» **What you will do**
Edit the forum thread on fall pre-emergent timing from "I also am looking" up to and including "Thanks guys!", putting "preemergent herbicide" wherever "pre-emergent" appears.

» **Provided passage**
- - -

# How long do I have to wait to apply Fall Pre-emergent after overseeding this year?



## halby (Jun 8, 2020)

I have already overseeded (yes it was early, I know that) Used GCI cool blue. TTTF/KBG. I am 2 full weeks in, germination everywhere. I want to know when I can safely put down a fall pre-emergent. I'll be patching up some areas that didn't fill in by the end of August.
I also am looking for recommendations on which pre-emergent to use. This will be my first time using a pre-emergent in the fall.

Location SE Michigan.

Thanks guys!


----------



## Harts (May 14, 2018)

Prodiamine or Dimension. Check label, but usually 60 days post _germination_. Another reason not to wait too late to put your seed down. Congrats on getting it down early and ahead of the game.


----------



## halby (Jun 8, 2020)

Harts said:


> Prodiamine or Dimension. Check label, but usually 60 days post _germination_. Another reason not to wait too late to put your seed down. Congrats on getting it down early and ahead of the game.


Thanks brother! So far It has been extremely successful. Fall is very busy for me so I broke the rules and seeded in the middle of summer.

I can be done.


----------



## HoosierLawnGnome (Sep 28, 2017)

Check out Zac Reicher research on dimension (dithiopyr). You can go earlier than what's on the bag.

Even so, i prefer prodiamine. 60 days.

You went early so that is good.


----------



## turfnsurf (Apr 29, 2020)

I am glad I read this thrtead. I thought it was you either overseeding without pre-emergent or overseed with only Tenacity (mesotrione). Didn't realize you could use prodiamine/dithiopyr if you overseed early enough.

Why is it considered early to overseed for Michigan?

I am just a stone's throw away and our dog days are behind us in my opinion. We have a very short window for really hot temps.


----------



## Harts (May 14, 2018)

turfnsurf said:


> I am glad I read this thrtead. I thought it was you either overseeding without pre-emergent or overseed with only Tenacity (mesotrione). Didn't realize you could use prodiamine/dithiopyr if you overseed early enough.
> 
> Why is it considered early to overseed for Michigan?
> 
> I am just a stone's throw away and our dog days are behind us in my opinion. We have a very short window for really hot temps.


I think the phrase "Fall is best for seeding" is misleading. It makes folks think September / October.

Reality is for northeast, mid to late August is the ideal window.


----------



## halby (Jun 8, 2020)

turfnsurf said:


> I am glad I read this thrtead. I thought it was you either overseeding without pre-emergent or overseed with only Tenacity (mesotrione). Didn't realize you could use prodiamine/dithiopyr if you overseed early enough.
> 
> Why is it considered early to overseed for Michigan?
> 
> I am just a stone's throw away and our dog days are behind us in my opinion. We have a very short window for really hot temps.

- - -

[Data items]
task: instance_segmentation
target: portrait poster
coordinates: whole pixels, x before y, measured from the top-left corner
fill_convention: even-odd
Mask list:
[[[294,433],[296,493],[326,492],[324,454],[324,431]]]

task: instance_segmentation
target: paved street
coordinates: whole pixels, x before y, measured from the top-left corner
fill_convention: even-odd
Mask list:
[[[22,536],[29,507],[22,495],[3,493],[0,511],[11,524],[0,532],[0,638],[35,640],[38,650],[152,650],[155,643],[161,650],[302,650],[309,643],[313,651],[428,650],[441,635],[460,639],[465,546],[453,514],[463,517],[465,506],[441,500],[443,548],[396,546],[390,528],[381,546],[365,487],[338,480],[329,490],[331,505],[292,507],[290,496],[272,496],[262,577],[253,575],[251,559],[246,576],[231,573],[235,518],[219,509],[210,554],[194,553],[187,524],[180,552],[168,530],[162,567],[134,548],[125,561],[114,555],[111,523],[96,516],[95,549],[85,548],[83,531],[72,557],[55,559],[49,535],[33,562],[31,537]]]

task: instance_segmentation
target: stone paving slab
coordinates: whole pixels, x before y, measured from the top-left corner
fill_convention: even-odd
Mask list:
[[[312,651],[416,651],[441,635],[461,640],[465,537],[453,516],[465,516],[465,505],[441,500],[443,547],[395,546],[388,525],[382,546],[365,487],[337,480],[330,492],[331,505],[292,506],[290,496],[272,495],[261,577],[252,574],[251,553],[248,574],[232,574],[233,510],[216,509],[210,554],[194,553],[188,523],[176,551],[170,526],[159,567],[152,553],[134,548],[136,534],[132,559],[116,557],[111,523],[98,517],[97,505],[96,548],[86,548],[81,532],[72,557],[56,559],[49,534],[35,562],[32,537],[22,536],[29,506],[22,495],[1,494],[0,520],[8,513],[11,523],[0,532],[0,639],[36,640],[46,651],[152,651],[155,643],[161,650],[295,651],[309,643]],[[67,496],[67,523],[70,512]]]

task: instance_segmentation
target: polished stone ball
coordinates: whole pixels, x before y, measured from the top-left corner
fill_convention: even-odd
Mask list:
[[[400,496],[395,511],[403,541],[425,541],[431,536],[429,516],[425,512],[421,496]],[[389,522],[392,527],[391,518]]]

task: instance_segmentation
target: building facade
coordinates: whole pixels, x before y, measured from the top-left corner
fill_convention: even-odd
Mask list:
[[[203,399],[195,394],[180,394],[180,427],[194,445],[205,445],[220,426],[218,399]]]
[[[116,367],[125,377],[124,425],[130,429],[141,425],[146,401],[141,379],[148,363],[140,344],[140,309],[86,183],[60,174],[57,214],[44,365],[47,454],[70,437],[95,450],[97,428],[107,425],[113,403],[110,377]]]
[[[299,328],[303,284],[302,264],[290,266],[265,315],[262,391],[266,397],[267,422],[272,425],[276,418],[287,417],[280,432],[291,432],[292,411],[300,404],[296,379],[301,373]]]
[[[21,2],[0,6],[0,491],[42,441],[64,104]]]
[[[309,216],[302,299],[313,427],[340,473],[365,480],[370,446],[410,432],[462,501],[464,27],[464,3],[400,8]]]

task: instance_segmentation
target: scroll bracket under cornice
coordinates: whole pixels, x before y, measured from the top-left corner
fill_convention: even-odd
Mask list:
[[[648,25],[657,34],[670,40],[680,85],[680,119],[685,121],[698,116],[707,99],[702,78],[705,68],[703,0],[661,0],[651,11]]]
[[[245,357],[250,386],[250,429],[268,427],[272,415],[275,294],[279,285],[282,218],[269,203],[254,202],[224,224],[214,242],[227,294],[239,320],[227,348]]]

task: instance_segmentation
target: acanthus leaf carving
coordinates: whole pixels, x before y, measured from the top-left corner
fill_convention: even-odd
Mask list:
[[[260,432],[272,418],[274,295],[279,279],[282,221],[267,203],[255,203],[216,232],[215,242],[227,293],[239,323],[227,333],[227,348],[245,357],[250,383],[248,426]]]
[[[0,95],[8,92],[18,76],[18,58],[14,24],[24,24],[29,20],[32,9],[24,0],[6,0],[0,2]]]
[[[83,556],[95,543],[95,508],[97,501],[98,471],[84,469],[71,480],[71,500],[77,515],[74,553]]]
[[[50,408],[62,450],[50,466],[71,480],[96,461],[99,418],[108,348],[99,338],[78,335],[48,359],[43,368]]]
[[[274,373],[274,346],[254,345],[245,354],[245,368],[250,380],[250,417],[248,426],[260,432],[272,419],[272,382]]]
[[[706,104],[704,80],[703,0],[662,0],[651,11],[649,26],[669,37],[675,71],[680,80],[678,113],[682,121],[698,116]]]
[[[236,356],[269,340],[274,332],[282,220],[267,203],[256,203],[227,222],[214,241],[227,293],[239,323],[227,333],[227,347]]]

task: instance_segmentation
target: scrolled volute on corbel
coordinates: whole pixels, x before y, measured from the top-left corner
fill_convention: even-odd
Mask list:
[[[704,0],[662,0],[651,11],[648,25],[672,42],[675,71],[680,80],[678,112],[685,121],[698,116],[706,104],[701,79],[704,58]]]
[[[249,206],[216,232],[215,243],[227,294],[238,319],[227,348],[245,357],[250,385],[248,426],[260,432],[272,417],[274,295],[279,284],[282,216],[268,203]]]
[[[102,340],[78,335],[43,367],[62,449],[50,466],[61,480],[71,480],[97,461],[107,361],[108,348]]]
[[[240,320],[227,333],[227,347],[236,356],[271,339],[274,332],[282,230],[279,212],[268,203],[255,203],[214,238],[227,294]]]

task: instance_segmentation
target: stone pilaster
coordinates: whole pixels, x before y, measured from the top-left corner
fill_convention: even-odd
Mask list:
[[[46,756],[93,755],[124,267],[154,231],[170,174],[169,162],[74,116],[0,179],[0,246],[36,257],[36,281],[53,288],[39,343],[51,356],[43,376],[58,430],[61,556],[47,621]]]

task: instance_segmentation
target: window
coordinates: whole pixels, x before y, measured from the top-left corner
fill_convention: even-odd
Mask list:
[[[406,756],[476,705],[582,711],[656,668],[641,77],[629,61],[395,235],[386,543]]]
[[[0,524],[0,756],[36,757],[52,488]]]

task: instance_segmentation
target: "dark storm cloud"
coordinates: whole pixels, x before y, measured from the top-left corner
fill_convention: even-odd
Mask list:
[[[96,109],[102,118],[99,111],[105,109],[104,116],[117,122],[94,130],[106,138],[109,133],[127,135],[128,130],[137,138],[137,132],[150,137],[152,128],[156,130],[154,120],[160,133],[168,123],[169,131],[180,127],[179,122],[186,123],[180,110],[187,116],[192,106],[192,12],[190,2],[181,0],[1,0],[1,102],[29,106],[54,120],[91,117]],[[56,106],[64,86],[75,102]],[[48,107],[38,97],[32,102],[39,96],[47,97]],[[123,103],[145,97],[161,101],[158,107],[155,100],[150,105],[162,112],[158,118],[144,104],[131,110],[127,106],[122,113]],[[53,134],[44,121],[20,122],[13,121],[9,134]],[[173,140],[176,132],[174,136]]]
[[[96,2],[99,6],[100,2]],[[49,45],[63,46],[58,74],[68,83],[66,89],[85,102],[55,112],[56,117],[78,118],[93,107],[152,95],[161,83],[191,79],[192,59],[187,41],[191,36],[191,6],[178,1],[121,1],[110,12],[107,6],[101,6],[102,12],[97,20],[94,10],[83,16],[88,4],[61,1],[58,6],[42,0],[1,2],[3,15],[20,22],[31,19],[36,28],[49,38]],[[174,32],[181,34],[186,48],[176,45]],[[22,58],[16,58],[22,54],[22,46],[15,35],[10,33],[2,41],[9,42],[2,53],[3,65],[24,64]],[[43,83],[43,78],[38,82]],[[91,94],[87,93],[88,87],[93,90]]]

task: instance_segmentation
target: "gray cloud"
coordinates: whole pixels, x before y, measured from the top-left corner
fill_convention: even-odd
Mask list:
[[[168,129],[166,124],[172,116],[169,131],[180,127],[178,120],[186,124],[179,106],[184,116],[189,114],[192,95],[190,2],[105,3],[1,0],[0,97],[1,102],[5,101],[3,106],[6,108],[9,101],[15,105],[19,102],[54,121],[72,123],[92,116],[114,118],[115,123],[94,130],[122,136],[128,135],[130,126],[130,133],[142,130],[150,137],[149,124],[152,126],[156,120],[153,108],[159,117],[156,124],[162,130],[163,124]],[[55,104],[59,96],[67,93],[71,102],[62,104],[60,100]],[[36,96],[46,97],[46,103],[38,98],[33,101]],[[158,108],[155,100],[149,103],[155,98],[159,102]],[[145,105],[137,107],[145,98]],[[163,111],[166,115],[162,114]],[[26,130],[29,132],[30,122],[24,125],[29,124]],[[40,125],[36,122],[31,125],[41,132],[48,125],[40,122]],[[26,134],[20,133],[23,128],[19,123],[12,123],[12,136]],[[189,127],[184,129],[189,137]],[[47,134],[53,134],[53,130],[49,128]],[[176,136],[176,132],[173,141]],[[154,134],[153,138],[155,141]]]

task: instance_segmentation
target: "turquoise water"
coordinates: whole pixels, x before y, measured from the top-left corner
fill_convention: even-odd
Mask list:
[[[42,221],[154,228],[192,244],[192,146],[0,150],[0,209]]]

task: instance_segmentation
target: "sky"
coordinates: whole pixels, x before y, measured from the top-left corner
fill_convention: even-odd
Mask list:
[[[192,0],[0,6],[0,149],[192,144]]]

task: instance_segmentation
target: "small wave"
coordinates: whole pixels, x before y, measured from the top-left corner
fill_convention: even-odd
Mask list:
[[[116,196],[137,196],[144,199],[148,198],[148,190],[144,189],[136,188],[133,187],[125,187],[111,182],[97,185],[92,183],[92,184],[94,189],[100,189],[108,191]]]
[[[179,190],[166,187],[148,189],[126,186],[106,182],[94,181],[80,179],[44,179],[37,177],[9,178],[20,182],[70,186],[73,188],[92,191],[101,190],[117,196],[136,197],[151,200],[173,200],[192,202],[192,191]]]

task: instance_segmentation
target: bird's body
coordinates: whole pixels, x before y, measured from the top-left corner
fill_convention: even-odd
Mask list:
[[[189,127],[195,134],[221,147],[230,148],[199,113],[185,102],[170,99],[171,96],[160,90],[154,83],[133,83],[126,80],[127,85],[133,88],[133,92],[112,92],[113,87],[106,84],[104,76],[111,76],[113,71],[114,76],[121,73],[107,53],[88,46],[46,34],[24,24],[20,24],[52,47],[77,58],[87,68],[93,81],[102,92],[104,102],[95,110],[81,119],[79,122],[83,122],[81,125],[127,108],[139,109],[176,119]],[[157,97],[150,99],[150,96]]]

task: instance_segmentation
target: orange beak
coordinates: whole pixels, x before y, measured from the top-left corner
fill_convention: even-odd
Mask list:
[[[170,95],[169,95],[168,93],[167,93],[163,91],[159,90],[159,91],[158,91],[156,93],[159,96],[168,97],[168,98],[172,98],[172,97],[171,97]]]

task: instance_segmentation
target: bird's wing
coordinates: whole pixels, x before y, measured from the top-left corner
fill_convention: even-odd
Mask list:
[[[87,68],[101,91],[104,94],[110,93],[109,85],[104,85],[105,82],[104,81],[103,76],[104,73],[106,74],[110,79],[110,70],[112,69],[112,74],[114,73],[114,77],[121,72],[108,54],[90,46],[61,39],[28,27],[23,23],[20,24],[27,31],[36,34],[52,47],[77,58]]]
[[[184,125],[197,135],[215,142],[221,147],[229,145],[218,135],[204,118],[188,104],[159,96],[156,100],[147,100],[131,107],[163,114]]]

- - -

» **Exercise output**
I also am looking for recommendations on which preemergent herbicide to use. This will be my first time using a preemergent herbicide in the fall.

Location SE Michigan.

Thanks guys!